**PROBLEMS TO WORK ON:**
(a) From the post on buying insurance online, reproduce the passage from "Importance of impartial" to "they are a necessity.".
(b) In the post on buying insurance online, what does the author compare buying insurance online to?

**EXCERPT:**
Buying insurance online – Is it an expensive mistake?

“1.2.3”, “Chill”, “hello” where to turn?”

I often watch the adverts on TV and wonder why when my son sings the Jingle “12, just log on and save money”. And the little boy telling us we can save up to €400 per year on our mortgage protection insurance, my wife, who likes to shop online, is not running to the laptop.

My conclusion is I wouldn’t (even if I wasn’t in the industry) buy insurance online. The reason I, and feel many of my peers don’t, is that it is akin to buying an expensive suit or dress online. You know it might cost less but not sure if it is going to fit. The big difference is the outfit might only be for a couple of years, insurance could be for 30 years plus.  You often see in their advertising a focus on getting a rapid quotation.













**Source Chill insurance Advertisement

Importance of impartial advice

Advice has become increasingly more important in our busy lives.  I often wonder how people make their decisions when it comes to insurance and whilst certain insurances are a commodity, such as car insurance. Then there are those insurances, such as life, illness which are as much subjective than they are a necessity.

(Dataset records)
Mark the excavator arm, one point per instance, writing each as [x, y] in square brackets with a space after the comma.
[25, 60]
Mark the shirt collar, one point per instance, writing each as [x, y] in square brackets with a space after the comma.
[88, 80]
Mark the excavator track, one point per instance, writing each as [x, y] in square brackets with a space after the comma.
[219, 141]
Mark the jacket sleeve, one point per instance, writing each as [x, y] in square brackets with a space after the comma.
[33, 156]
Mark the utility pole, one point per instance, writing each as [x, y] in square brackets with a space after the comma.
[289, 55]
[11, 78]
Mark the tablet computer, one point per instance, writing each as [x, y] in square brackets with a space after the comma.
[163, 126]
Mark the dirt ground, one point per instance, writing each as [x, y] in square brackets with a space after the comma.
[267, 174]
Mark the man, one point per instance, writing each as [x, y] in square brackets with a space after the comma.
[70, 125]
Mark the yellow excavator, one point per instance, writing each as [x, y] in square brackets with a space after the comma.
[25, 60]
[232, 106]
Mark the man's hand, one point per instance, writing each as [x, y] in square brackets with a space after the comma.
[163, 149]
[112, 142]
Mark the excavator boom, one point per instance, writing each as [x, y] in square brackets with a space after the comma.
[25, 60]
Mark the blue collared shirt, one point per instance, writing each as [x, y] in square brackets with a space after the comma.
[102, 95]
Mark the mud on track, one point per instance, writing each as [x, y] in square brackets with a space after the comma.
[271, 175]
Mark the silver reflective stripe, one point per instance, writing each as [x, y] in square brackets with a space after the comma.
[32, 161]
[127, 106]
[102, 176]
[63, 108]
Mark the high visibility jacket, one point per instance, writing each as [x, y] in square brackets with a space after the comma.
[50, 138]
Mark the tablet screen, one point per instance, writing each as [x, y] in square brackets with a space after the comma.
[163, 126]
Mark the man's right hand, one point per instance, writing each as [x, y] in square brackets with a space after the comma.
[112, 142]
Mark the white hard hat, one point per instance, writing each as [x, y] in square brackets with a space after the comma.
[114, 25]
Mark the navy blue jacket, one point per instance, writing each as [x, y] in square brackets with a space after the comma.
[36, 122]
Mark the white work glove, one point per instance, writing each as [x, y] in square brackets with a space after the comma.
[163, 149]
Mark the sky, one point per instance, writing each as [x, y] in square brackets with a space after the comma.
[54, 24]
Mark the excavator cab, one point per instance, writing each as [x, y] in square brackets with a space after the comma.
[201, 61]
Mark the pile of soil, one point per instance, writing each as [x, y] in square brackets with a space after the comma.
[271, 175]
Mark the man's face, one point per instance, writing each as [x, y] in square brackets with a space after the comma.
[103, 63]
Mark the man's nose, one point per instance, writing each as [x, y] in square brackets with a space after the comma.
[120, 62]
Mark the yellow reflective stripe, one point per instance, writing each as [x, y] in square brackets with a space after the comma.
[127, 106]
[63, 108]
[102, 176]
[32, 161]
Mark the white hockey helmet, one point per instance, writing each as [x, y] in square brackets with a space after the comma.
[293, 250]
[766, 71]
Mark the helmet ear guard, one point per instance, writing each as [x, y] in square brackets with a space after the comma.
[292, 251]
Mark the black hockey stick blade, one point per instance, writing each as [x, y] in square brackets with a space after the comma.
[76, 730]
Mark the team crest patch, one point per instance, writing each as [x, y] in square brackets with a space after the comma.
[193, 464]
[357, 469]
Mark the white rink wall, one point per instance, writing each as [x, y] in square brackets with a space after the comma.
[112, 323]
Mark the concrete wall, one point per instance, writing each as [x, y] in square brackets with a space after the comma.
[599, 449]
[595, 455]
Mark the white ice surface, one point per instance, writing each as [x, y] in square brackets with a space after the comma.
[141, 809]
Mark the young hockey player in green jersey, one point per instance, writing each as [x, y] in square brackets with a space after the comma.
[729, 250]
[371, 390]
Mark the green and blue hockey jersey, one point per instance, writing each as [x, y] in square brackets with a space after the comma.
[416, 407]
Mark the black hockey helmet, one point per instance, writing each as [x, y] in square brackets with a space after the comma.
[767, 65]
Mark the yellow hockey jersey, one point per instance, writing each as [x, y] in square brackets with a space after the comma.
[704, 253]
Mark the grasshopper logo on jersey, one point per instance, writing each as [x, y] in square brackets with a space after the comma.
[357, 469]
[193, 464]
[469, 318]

**TASK RESPONSES:**
(a)
Importance of impartial advice

Advice has become increasingly more important in our busy lives.  I often wonder how people make their decisions when it comes to insurance and whilst certain insurances are a commodity, such as car insurance. Then there are those insurances, such as life, illness which are as much subjective than they are a necessity.

(b) Buying an expensive suit or dress online.